== CHALLENGE ==
Retype every one of the records below exactly, character for character, and omit the pictures from your output.

┌─ LISTED ENTRIES

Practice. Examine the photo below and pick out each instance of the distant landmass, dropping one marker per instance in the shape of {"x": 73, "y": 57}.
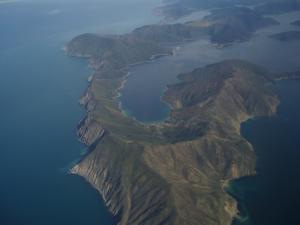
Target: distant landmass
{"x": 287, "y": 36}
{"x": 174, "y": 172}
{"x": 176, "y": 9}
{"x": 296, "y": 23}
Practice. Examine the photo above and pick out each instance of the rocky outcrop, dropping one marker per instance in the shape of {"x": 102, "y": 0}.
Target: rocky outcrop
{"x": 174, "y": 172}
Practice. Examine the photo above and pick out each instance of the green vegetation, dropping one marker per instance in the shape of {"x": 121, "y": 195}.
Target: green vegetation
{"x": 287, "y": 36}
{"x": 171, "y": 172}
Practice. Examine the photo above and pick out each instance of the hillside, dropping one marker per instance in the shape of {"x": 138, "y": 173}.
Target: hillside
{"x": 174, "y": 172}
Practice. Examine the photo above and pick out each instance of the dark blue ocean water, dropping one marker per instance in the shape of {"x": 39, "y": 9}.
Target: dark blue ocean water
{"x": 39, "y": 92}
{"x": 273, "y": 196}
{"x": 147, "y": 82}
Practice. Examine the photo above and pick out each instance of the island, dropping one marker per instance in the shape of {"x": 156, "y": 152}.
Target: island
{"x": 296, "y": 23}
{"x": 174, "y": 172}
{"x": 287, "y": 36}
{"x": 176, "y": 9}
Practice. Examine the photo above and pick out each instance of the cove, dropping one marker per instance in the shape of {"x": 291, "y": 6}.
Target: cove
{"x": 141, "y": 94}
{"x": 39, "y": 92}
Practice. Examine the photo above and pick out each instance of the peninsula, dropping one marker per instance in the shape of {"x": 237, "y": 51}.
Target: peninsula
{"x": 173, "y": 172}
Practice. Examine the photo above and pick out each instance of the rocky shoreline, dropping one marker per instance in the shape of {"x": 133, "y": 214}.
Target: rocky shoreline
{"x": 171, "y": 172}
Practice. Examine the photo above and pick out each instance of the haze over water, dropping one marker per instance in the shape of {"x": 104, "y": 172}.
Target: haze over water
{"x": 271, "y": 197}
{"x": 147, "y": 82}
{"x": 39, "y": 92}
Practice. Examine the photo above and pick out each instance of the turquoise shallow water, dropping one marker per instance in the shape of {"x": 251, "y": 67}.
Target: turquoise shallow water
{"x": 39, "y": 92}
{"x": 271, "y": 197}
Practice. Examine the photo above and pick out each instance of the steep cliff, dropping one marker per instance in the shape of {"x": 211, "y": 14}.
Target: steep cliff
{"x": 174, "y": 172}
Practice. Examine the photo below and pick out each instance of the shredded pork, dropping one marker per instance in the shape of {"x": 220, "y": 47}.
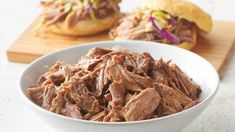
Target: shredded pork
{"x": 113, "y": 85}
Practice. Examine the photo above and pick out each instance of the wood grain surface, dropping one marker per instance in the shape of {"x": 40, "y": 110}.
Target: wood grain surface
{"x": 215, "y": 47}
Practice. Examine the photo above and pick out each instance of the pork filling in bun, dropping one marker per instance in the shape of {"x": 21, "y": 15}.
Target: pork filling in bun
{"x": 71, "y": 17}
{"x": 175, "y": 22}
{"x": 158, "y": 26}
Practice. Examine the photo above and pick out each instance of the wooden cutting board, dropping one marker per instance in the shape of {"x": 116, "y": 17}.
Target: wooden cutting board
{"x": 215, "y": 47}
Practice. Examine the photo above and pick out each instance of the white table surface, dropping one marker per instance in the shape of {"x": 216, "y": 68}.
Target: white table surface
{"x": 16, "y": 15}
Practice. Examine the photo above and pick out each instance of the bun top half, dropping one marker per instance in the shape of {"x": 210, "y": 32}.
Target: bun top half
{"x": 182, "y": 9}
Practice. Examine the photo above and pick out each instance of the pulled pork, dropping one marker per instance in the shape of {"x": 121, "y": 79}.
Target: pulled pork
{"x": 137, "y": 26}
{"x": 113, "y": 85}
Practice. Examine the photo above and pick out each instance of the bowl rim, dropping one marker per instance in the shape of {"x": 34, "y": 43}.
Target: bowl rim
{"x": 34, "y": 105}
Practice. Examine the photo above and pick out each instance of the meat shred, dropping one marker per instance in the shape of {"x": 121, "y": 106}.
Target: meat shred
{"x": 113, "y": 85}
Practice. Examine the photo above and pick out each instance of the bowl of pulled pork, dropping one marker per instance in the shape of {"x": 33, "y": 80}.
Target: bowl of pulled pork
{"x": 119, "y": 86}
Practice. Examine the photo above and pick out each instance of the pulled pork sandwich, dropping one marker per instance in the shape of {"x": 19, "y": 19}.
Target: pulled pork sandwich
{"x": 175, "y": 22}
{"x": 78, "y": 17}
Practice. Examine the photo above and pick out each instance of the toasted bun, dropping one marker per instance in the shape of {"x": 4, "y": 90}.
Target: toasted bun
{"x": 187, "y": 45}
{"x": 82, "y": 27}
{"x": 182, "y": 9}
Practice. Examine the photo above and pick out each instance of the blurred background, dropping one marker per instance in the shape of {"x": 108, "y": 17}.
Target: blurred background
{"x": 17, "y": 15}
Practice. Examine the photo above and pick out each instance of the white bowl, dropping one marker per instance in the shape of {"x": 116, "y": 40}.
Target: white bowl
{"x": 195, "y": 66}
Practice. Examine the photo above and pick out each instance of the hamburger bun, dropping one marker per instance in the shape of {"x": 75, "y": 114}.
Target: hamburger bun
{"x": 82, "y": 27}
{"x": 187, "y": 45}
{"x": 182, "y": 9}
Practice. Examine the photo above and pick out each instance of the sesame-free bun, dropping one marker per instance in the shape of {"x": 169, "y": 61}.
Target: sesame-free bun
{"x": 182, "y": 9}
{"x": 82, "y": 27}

└─

== SOLVED EXERCISE ==
Practice. Examine the photo below and pick out each instance of the distant landmass, dropping one marker per instance in the shape of {"x": 73, "y": 57}.
Target: distant landmass
{"x": 287, "y": 36}
{"x": 174, "y": 172}
{"x": 176, "y": 9}
{"x": 296, "y": 23}
Practice. Examine the photo above and pick out each instance of the rocky outcrop, dropping one marker per instance in the shape of {"x": 102, "y": 0}.
Target: rocky outcrop
{"x": 174, "y": 172}
Practice. Examine the photo above and pick out each instance of the green vegetation, dropping one marker per instance in the shape of {"x": 121, "y": 195}.
Target: green vegetation
{"x": 287, "y": 36}
{"x": 171, "y": 172}
Practice. Examine the photo above and pick out each instance of the hillside, dropping one marker per instance in the shape of {"x": 138, "y": 173}.
Target: hillside
{"x": 174, "y": 172}
Practice. Examine the photo above and pick out each instance of the dark blue ocean water, dropping one marker per instance in the shape of {"x": 39, "y": 9}.
Target: dark blue ocean water
{"x": 39, "y": 92}
{"x": 273, "y": 196}
{"x": 147, "y": 82}
Practice. Examine the photo above and pick out each instance of the island, dropping one marker per instance in the shape of {"x": 156, "y": 152}.
Target: island
{"x": 296, "y": 23}
{"x": 174, "y": 172}
{"x": 287, "y": 36}
{"x": 176, "y": 9}
Practice. Examine the photo above and pick out each instance of the cove, dropping one marker per instance in the shape of {"x": 291, "y": 6}.
Target: cove
{"x": 141, "y": 94}
{"x": 39, "y": 92}
Practice. Examine the photo above and pick out each instance of the peninsula, dropping one marker per instance in the shape of {"x": 237, "y": 51}.
Target: peninsula
{"x": 173, "y": 172}
Practice. Examine the photo above and pick out each instance of the rocky shoreline, dropping one marker per instance in the shape of {"x": 133, "y": 214}.
Target: rocky shoreline
{"x": 171, "y": 172}
Practice. Examine the photo above and pick out each instance of the haze over water, dropping one marker per instance in the shape of {"x": 104, "y": 172}.
Target: haze over water
{"x": 271, "y": 197}
{"x": 147, "y": 82}
{"x": 39, "y": 92}
Practice. Examine the photo above and pick out each instance of the turquoise shallow water, dropping one marker per instance in the shape of {"x": 251, "y": 67}.
Target: turquoise shallow water
{"x": 39, "y": 92}
{"x": 271, "y": 197}
Practice. Examine the photo above and pick out each instance of the steep cliff, dropping one marker per instance in the shape of {"x": 211, "y": 14}.
Target: steep cliff
{"x": 174, "y": 172}
Practice. Examine the photo below and pick out each instance of the shredded pork, dropping one marker per instance in the shape of {"x": 220, "y": 47}.
Target: shredded pork
{"x": 113, "y": 85}
Practice. Examine the photo above and pick out each instance of the wood grain surface, dropping one marker per instance in the shape of {"x": 40, "y": 110}.
Target: wood grain surface
{"x": 215, "y": 47}
Practice. Examine the photo above and pick out each instance of the pork filling in bun, dropping one marker per instance in the shape of {"x": 21, "y": 15}.
Target: pork filling in bun
{"x": 71, "y": 17}
{"x": 175, "y": 22}
{"x": 158, "y": 26}
Practice. Examine the photo above and pick out each instance of the wooden cutting board, dropping one marker per instance in the shape of {"x": 116, "y": 17}.
Target: wooden cutting board
{"x": 215, "y": 47}
Practice. Examine the photo above and pick out each instance of the white table surface, dropping one marker per instance in the shape of {"x": 216, "y": 68}.
Target: white table surface
{"x": 16, "y": 15}
Practice. Examine the photo above and pick out each instance of the bun top half, dropping one marker per instance in the shape of {"x": 210, "y": 32}.
Target: bun top half
{"x": 182, "y": 9}
Practice. Examine the photo above and pick out each instance of the pulled pork, dropping one marker per instance in the shape of {"x": 121, "y": 79}.
Target: pulled pork
{"x": 137, "y": 26}
{"x": 113, "y": 85}
Practice. Examine the photo above and pick out each instance of the bowl rim, dropping one marker per instance in the shape of {"x": 34, "y": 43}.
Target: bowl rim
{"x": 34, "y": 105}
Practice. Examine the photo above and pick out each instance of the meat shred, dropping one marker per instance in the shape of {"x": 121, "y": 106}.
Target: meat shred
{"x": 113, "y": 85}
Practice. Examine the photo above and pick out each instance of the bowl of pulled pork, dropping one marker per instance in the shape of {"x": 33, "y": 80}.
Target: bowl of pulled pork
{"x": 119, "y": 86}
Practice. Examine the photo above and pick out each instance of the pulled pork sandwich, dropping one marker per instance in the shape of {"x": 19, "y": 19}.
Target: pulled pork sandwich
{"x": 175, "y": 22}
{"x": 78, "y": 17}
Practice. Examine the photo above and pick out each instance of the toasted bun, dropping one marker per instance in the shape of {"x": 4, "y": 90}.
Target: toasted bun
{"x": 187, "y": 45}
{"x": 82, "y": 27}
{"x": 182, "y": 9}
Practice. Examine the photo above and pick out each instance of the blurred background, dropping one marker per instance in the shape of {"x": 108, "y": 17}.
Target: blurred background
{"x": 17, "y": 15}
Practice. Examine the photo above and pick out each instance of the white bowl, dropping one marker per instance in the shape of {"x": 116, "y": 40}.
Target: white bowl
{"x": 195, "y": 66}
Practice. Examine the photo above and pick out each instance of the hamburger bun, dropping one marker per instance in the shape of {"x": 75, "y": 114}.
Target: hamburger bun
{"x": 82, "y": 27}
{"x": 187, "y": 45}
{"x": 182, "y": 9}
Practice. Examine the photo above and pick out each instance of the sesame-free bun, dropping one marker per instance in the shape of {"x": 169, "y": 61}.
Target: sesame-free bun
{"x": 182, "y": 9}
{"x": 82, "y": 27}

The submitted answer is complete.